=== TASK TO CARRY OUT ===
Copy every line of the data below that contains the word "hair".

=== RECORD SET ===
· · · · · · ·

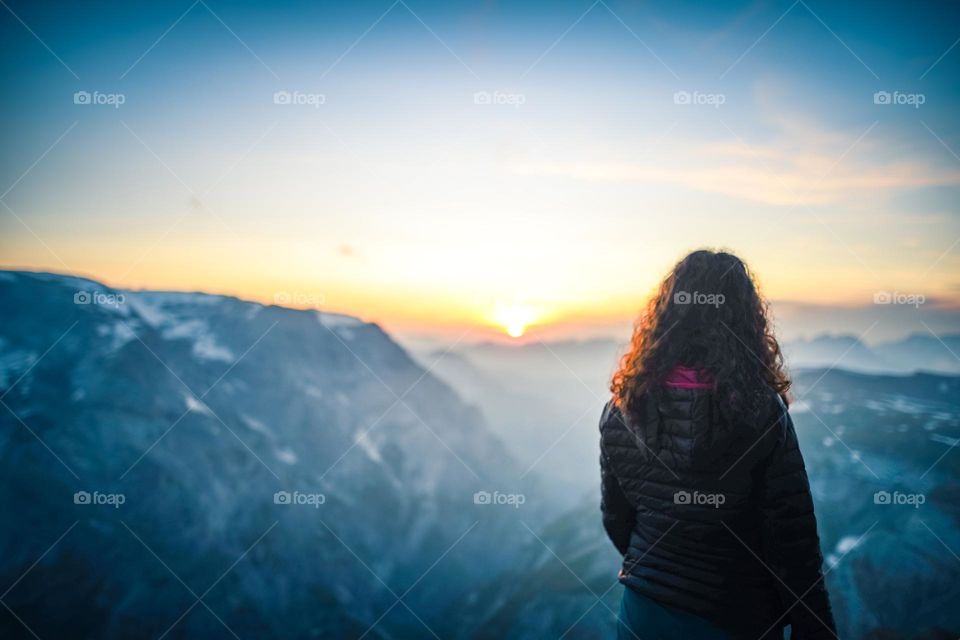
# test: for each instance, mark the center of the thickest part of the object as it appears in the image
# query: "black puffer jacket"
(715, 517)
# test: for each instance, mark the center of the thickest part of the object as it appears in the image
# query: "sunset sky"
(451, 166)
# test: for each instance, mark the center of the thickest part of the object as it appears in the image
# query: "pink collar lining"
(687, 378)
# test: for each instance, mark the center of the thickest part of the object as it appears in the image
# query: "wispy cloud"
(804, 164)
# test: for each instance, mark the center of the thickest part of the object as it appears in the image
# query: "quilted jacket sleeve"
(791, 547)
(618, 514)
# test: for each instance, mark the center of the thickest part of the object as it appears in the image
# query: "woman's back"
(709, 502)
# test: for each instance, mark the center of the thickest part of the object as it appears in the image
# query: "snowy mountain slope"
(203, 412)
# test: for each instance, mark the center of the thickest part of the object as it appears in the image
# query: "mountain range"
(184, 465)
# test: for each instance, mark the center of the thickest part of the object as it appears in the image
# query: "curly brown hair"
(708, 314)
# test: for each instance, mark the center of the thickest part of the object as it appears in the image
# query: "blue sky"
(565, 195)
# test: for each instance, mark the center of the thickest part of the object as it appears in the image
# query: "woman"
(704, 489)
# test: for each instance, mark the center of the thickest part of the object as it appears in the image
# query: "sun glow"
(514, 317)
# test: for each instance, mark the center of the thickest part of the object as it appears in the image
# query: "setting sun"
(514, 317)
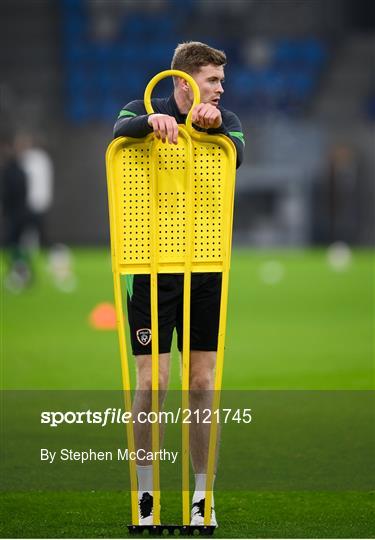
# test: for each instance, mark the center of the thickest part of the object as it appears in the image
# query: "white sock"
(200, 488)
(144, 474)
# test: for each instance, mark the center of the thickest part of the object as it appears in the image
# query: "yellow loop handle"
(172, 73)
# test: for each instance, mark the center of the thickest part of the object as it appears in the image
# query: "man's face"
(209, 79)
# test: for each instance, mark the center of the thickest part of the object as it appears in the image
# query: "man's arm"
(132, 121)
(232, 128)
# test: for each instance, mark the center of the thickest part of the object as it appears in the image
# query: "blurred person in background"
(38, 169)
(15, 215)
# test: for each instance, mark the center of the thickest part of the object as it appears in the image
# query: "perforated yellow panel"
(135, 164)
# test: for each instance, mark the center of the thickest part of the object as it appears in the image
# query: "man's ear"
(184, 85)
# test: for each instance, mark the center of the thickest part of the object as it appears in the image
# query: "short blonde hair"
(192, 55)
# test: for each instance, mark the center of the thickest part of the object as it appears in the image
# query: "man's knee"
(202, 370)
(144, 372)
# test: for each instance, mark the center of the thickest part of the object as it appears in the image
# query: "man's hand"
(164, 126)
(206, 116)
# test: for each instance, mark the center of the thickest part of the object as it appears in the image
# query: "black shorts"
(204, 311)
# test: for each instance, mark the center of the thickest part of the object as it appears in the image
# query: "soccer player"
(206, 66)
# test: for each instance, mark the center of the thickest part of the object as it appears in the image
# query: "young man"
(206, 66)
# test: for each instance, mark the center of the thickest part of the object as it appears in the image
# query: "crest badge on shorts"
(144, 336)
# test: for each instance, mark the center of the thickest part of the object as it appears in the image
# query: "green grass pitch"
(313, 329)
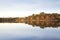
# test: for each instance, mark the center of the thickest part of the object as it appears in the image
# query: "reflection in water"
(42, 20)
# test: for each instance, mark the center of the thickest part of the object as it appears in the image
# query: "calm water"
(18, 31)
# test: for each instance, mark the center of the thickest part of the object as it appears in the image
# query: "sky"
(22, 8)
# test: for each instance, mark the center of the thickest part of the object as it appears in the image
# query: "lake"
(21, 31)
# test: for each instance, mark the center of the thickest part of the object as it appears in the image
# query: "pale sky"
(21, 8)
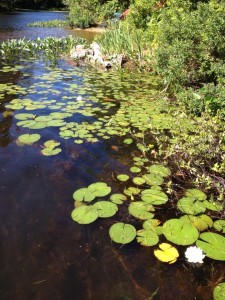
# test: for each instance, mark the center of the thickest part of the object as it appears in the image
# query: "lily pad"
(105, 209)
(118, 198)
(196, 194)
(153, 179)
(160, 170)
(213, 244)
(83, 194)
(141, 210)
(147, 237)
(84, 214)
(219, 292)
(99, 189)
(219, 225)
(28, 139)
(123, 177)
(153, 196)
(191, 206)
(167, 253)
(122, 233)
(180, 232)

· · · · · · ·

=== FINISHED EXERCISE ===
# query: "curly brown hair"
# query: "short blonde hair"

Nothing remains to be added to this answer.